== Data in this exercise ==
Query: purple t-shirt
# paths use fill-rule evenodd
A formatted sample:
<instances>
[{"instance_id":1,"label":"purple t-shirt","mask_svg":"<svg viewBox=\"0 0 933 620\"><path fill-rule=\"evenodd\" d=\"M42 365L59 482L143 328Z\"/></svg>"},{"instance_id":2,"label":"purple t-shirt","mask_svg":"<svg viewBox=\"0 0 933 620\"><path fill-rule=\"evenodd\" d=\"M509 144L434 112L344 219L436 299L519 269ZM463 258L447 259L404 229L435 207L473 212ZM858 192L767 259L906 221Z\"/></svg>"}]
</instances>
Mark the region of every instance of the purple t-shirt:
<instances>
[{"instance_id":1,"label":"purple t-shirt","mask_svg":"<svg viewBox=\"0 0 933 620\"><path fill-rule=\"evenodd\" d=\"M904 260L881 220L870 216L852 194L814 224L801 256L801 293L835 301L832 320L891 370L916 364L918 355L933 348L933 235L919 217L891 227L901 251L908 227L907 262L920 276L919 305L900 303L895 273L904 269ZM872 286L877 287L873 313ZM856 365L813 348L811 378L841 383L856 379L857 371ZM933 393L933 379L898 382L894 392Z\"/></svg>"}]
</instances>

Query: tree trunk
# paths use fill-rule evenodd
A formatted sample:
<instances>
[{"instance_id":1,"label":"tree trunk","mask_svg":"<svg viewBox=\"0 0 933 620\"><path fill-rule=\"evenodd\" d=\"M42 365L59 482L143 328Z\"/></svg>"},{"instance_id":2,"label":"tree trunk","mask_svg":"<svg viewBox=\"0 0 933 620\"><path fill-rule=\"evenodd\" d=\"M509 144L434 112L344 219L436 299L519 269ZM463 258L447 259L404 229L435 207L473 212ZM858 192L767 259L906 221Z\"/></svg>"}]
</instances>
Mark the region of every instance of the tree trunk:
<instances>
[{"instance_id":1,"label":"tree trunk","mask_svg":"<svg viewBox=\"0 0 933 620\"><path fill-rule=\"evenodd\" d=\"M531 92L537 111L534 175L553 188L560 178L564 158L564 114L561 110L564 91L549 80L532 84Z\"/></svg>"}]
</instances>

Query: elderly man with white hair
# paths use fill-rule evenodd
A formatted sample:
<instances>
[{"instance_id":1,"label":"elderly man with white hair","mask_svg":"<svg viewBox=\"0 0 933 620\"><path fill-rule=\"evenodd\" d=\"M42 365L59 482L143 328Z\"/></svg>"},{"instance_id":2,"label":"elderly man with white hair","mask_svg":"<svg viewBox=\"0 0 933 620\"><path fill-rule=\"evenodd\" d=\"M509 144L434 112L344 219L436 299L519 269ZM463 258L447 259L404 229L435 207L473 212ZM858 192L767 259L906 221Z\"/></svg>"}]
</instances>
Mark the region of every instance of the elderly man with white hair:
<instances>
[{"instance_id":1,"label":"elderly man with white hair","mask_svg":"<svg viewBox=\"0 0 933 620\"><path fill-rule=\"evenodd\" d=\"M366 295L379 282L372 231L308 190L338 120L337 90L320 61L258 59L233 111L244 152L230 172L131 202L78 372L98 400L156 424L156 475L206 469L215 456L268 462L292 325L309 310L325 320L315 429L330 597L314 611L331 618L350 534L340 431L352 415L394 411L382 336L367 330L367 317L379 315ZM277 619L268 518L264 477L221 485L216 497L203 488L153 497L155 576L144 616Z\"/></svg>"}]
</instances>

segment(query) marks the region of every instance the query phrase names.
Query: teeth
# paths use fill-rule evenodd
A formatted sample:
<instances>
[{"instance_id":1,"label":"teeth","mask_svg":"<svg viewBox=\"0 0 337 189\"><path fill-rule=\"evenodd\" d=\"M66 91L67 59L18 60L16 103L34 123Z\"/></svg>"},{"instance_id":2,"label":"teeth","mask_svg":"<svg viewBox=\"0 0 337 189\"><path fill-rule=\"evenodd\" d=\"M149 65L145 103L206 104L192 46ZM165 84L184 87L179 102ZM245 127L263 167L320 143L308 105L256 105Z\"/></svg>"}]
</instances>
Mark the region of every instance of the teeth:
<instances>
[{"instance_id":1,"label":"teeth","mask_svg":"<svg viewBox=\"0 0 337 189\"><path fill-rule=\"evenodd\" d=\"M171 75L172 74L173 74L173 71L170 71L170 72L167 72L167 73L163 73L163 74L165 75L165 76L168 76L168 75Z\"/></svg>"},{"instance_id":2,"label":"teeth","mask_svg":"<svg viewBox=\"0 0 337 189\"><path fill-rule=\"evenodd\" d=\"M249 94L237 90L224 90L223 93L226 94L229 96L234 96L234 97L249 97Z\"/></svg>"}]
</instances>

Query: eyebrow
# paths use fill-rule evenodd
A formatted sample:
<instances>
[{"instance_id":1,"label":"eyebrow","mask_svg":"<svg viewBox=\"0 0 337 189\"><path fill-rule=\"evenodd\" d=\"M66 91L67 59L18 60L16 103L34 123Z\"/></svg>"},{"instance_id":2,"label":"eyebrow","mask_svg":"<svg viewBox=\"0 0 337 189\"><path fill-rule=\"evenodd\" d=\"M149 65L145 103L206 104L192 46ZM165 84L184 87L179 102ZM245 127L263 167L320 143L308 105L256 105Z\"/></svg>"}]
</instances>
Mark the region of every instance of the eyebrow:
===
■ **Task objective**
Please present every line of the records above as a numbered list, leaving out the blank lines.

■ **Result of the task**
1. Query: purple t-shirt
2. # paths use fill-rule evenodd
3. A formatted sample:
4. <instances>
5. [{"instance_id":1,"label":"purple t-shirt","mask_svg":"<svg viewBox=\"0 0 933 620\"><path fill-rule=\"evenodd\" d=\"M42 365L59 482L143 328Z\"/></svg>"},{"instance_id":2,"label":"purple t-shirt","mask_svg":"<svg viewBox=\"0 0 933 620\"><path fill-rule=\"evenodd\" d=\"M509 144L434 112L344 219L436 299L519 269ZM463 258L447 259L404 229L435 207L473 212ZM858 192L767 259L906 221Z\"/></svg>"}]
6. </instances>
7. Mark the region of every instance of the purple t-shirt:
8. <instances>
9. [{"instance_id":1,"label":"purple t-shirt","mask_svg":"<svg viewBox=\"0 0 933 620\"><path fill-rule=\"evenodd\" d=\"M904 260L881 220L870 216L852 194L814 224L801 256L801 293L835 301L832 320L891 370L916 364L918 355L933 348L933 235L919 217L891 227L901 251L908 227L907 262L920 276L919 305L900 303L895 273L904 269ZM872 286L877 287L873 313ZM856 365L813 348L811 378L841 383L856 379L857 371ZM933 393L933 379L898 382L894 392Z\"/></svg>"}]
10. </instances>
11. Query: tree trunk
12. # paths use fill-rule evenodd
13. A formatted sample:
14. <instances>
15. [{"instance_id":1,"label":"tree trunk","mask_svg":"<svg viewBox=\"0 0 933 620\"><path fill-rule=\"evenodd\" d=\"M42 365L59 482L143 328Z\"/></svg>"},{"instance_id":2,"label":"tree trunk","mask_svg":"<svg viewBox=\"0 0 933 620\"><path fill-rule=\"evenodd\" d=\"M509 144L434 112L344 219L436 299L519 269ZM463 258L447 259L404 229L435 207L473 212ZM858 192L767 259L906 221Z\"/></svg>"}]
16. </instances>
17. Mark the region of every instance of the tree trunk:
18. <instances>
19. [{"instance_id":1,"label":"tree trunk","mask_svg":"<svg viewBox=\"0 0 933 620\"><path fill-rule=\"evenodd\" d=\"M531 92L537 111L534 175L553 188L560 178L564 158L564 114L561 110L564 91L549 80L532 84Z\"/></svg>"}]
20. </instances>
21. Query: elderly man with white hair
22. # paths use fill-rule evenodd
23. A formatted sample:
24. <instances>
25. [{"instance_id":1,"label":"elderly man with white hair","mask_svg":"<svg viewBox=\"0 0 933 620\"><path fill-rule=\"evenodd\" d=\"M42 365L59 482L143 328Z\"/></svg>"},{"instance_id":2,"label":"elderly man with white hair","mask_svg":"<svg viewBox=\"0 0 933 620\"><path fill-rule=\"evenodd\" d=\"M509 144L434 112L344 219L436 299L519 269ZM463 258L447 259L404 229L435 207L473 212ZM858 192L767 259L906 221Z\"/></svg>"}]
26. </instances>
27. Mark the region of every instance of the elderly man with white hair:
28. <instances>
29. [{"instance_id":1,"label":"elderly man with white hair","mask_svg":"<svg viewBox=\"0 0 933 620\"><path fill-rule=\"evenodd\" d=\"M366 295L379 282L372 231L308 190L338 120L337 90L320 61L258 59L233 111L244 152L230 172L131 202L78 372L98 400L156 424L156 475L206 469L215 456L268 462L292 325L309 310L325 320L315 429L330 597L314 611L331 618L350 534L340 431L352 415L394 411L382 336L367 330L367 317L379 315ZM277 619L268 518L264 477L221 485L216 497L203 488L153 497L155 576L144 616Z\"/></svg>"}]
30. </instances>
31. segment(query) marks the region of every instance the query phrase names.
32. Query: teeth
33. # paths use fill-rule evenodd
34. A formatted sample:
35. <instances>
36. [{"instance_id":1,"label":"teeth","mask_svg":"<svg viewBox=\"0 0 337 189\"><path fill-rule=\"evenodd\" d=\"M66 91L67 59L18 60L16 103L34 123Z\"/></svg>"},{"instance_id":2,"label":"teeth","mask_svg":"<svg viewBox=\"0 0 337 189\"><path fill-rule=\"evenodd\" d=\"M149 65L145 103L206 104L192 46ZM165 84L184 87L179 102ZM245 127L263 167L320 143L308 105L256 105Z\"/></svg>"}]
37. </instances>
38. Mark the region of every instance of the teeth:
39. <instances>
40. [{"instance_id":1,"label":"teeth","mask_svg":"<svg viewBox=\"0 0 337 189\"><path fill-rule=\"evenodd\" d=\"M171 75L172 74L173 74L173 71L170 71L170 72L167 72L167 73L163 73L163 74L165 75L165 76L168 76L168 75Z\"/></svg>"},{"instance_id":2,"label":"teeth","mask_svg":"<svg viewBox=\"0 0 337 189\"><path fill-rule=\"evenodd\" d=\"M249 94L237 90L224 90L223 93L226 94L229 96L234 96L234 97L249 97Z\"/></svg>"}]
41. </instances>
42. Query: eyebrow
43. # paths use fill-rule evenodd
44. A formatted sample:
45. <instances>
46. [{"instance_id":1,"label":"eyebrow","mask_svg":"<svg viewBox=\"0 0 337 189\"><path fill-rule=\"evenodd\" d=\"M66 91L67 59L18 60L16 103L34 123Z\"/></svg>"},{"instance_id":2,"label":"eyebrow","mask_svg":"<svg viewBox=\"0 0 337 189\"><path fill-rule=\"evenodd\" d=\"M149 65L145 103L206 104L192 46ZM165 84L184 87L179 102ZM245 127L263 167L320 143L308 105L256 105Z\"/></svg>"}]
47. </instances>
48. Mark the region of every instance of the eyebrow:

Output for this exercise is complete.